_WHAT THE EXERCISE ASKS:_ Rewrite the items from the line containing "bar shown in this photo." through the end of the items, changing "drop a point" to "place a marker" and leaving everything else as it is.

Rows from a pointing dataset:

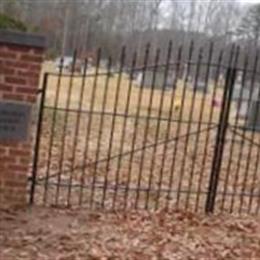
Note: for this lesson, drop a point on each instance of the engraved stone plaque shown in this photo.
(14, 121)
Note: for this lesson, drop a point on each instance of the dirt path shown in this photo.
(38, 234)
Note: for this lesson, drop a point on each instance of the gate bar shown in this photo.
(220, 140)
(38, 138)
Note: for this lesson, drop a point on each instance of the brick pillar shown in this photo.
(21, 57)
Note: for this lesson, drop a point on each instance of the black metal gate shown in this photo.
(159, 130)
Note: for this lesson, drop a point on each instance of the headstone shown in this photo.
(14, 121)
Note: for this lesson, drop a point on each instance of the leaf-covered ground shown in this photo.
(38, 234)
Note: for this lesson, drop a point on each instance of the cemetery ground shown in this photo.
(54, 234)
(113, 132)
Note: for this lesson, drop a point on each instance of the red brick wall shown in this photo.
(20, 68)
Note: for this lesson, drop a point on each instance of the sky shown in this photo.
(250, 1)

_ANSWER FOR THE TASK:_
Note: for this lesson, place a marker on each instance of the gate bar shown in this photo.
(220, 140)
(38, 138)
Note: for this lesson, place a marker on each instance of the brick pillar shown in this photo.
(21, 57)
Note: for this lesson, place a marker on each instance of the black metal gate shown in this photo.
(159, 130)
Note: for this lesson, place a marker on each instance of the headstone shown in this photo.
(14, 121)
Note: for this lesson, place a marker on each instance of the leaf-covered ground shown in this photo.
(38, 234)
Note: for this lesson, place a marker on each instance of the cemetery ground shown in this photo.
(54, 234)
(113, 132)
Note: for this lesson, place a marker on each instance of the red brick wall shown in this photo.
(20, 68)
Note: for this lesson, place a marker on each instance of the sky shown in this photo.
(250, 1)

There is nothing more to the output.